Directions:
All of the data must be retyped exactly, with nothing left out.

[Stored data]
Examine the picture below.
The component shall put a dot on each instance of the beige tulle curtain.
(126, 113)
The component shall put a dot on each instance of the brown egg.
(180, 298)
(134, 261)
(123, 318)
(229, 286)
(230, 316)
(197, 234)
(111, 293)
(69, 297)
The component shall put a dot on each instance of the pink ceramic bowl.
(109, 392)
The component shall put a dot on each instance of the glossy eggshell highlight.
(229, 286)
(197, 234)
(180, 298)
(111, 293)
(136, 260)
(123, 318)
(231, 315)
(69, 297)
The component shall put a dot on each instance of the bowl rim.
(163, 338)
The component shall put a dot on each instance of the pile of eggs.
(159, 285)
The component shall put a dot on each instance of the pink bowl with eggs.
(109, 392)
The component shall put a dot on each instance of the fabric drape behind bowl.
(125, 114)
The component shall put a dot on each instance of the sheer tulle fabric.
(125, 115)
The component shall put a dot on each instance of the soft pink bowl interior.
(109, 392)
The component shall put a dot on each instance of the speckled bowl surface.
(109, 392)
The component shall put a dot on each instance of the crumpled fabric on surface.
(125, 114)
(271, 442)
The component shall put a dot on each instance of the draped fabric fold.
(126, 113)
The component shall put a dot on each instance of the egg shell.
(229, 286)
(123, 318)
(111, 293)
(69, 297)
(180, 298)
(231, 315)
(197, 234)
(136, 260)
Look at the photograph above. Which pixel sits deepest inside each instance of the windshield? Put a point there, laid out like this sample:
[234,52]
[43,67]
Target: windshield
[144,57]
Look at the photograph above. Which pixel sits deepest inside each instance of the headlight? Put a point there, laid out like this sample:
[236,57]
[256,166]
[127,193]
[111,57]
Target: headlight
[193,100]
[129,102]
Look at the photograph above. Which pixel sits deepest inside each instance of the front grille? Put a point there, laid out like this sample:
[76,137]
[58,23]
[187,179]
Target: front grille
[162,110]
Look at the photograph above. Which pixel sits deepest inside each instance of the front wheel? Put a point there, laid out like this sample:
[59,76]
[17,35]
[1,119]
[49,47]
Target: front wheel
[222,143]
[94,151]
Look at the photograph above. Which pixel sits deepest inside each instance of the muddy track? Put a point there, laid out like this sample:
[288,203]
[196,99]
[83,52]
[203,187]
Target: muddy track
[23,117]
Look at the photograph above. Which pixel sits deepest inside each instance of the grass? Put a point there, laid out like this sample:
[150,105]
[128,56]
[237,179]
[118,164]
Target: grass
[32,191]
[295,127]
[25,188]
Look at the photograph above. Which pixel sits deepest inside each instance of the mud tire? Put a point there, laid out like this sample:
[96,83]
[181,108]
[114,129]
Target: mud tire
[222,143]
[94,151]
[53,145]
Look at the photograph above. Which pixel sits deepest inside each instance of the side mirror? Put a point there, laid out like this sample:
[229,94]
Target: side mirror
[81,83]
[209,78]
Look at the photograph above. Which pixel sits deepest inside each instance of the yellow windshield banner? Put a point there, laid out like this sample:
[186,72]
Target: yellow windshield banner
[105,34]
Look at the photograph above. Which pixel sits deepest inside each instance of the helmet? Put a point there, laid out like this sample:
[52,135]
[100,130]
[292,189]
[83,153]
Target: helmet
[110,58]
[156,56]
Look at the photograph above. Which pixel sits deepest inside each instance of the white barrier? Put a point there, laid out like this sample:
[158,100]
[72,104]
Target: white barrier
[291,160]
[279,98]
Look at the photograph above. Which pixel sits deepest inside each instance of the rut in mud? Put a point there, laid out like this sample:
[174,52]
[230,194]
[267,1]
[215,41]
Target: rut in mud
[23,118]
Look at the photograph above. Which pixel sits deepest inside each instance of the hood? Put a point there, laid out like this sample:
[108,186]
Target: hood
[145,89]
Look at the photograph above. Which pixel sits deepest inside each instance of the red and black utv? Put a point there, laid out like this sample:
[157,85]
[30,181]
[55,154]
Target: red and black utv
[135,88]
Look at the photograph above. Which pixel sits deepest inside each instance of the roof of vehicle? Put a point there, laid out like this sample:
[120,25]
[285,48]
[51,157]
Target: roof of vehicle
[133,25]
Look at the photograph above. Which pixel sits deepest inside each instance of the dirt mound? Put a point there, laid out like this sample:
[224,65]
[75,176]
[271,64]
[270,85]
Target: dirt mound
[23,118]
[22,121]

Task answer:
Examine the picture below.
The component shall put a dot on each instance of the beige tulle curtain.
(126, 113)
The component shall put a dot on each instance of the brown egg.
(180, 298)
(134, 261)
(123, 318)
(229, 286)
(230, 316)
(197, 234)
(111, 293)
(69, 297)
The component shall put a dot on each instance of the pink ceramic bowl.
(109, 392)
The component shall put a dot on each instance of the glossy eggshell highlight.
(229, 286)
(197, 234)
(180, 298)
(111, 293)
(136, 260)
(123, 318)
(231, 315)
(69, 297)
The component shall put a dot on each instance of the bowl rim.
(163, 338)
The component shall put a dot on each instance of the pile of eggs.
(159, 285)
The component shall put a dot on each instance of the pink bowl with eggs.
(109, 392)
The component shall put a dot on each instance of the fabric drape behind bowl.
(125, 114)
The component shall put a dot on each instance of the sheer tulle fabric.
(125, 115)
The component shall put a dot on each instance of the soft pink bowl interior.
(109, 392)
The component shall put a dot on each instance of the speckled bowl surface.
(109, 392)
The component shall put a dot on each instance of the crumpled fabric on surface.
(125, 114)
(271, 442)
The component shall put a dot on each instance of the draped fabric fold.
(126, 113)
The component shall put a dot on each instance of the egg shell.
(229, 286)
(123, 318)
(111, 293)
(69, 297)
(180, 298)
(231, 315)
(197, 234)
(136, 260)
Look at the photograph above. Which pixel sits deepest inside each instance of the windshield? Put a point there, laid out like this sample:
[234,52]
[43,67]
Target: windshield
[144,57]
Look at the photograph above. Which pixel sits deepest inside each instance of the headlight? Put a point there, laid out like this sample:
[236,57]
[256,166]
[127,193]
[111,57]
Target: headlight
[193,100]
[129,102]
Look at the photograph above. Which pixel sits deepest inside each instance of the front grille? Put a point there, laid out like this sample:
[76,137]
[58,23]
[187,179]
Target: front grille
[162,110]
Look at the photograph above. Which pixel sits deepest inside each instance of the front wheel? Put a point there, laid out like this sample:
[59,76]
[17,35]
[1,119]
[49,47]
Target: front wheel
[222,143]
[94,151]
Look at the photograph above. Which pixel sits deepest inside each instance of the muddy track? Put a point there, laid out like this sample:
[288,203]
[196,99]
[83,52]
[203,187]
Target: muddy track
[23,117]
Look at the photograph above. Which pixel sits deepest inside each instance of the grass? Put a point there, laid out like this sample:
[150,105]
[128,56]
[237,179]
[118,164]
Target: grass
[32,191]
[295,127]
[25,188]
Look at the photograph above. Which pixel sits deepest inside each instance of the mud tire? Put a point there, laid out like this sample:
[96,83]
[181,108]
[114,129]
Target: mud tire
[222,143]
[94,151]
[53,145]
Look at the photograph above. Which pixel sits deepest inside each instance of the side mirror? Put a point there, laid out like this sample:
[229,94]
Target: side mirror
[81,83]
[209,78]
Look at the photograph above. Which pixel sits deepest inside each instance of the yellow windshield banner? Put a point there, laid out like this sample:
[186,72]
Target: yellow windshield banner
[105,34]
Look at the photograph above. Which pixel sits deepest inside each instance of the helmet? Put a point there, laid out like this sample:
[52,135]
[100,130]
[292,189]
[83,153]
Target: helmet
[110,58]
[156,56]
Look at the photograph above. Which pixel sits deepest inside each instance of the white barrier? Put a point there, laid out like this sample:
[158,100]
[72,104]
Target: white barrier
[291,160]
[279,98]
Look at the photograph above. Which pixel sits deepest inside each instance of the rut in mud? Put a point there, laid out like this sample:
[174,52]
[230,194]
[267,1]
[215,41]
Target: rut in mud
[23,118]
Look at the photograph above. Which pixel sits deepest inside each instance of the hood? Put a point there, laid out like this sample:
[108,186]
Target: hood
[145,89]
Look at the photograph above. Which pixel sits deepest inside each instance of the red and black utv? Put a point there, laid out like this sample:
[157,85]
[30,181]
[55,154]
Target: red and black utv
[135,88]
Look at the photograph above. Which pixel sits deepest inside each instance of the roof of vehicle? Put a point there, laid out like this sample:
[120,25]
[285,48]
[51,157]
Target: roof of vehicle
[133,25]
Look at the photograph above. Which pixel sits deepest inside each instance of the dirt mound? Put a point there, laid out like this sample:
[224,65]
[75,176]
[271,64]
[270,85]
Target: dirt mound
[23,118]
[22,121]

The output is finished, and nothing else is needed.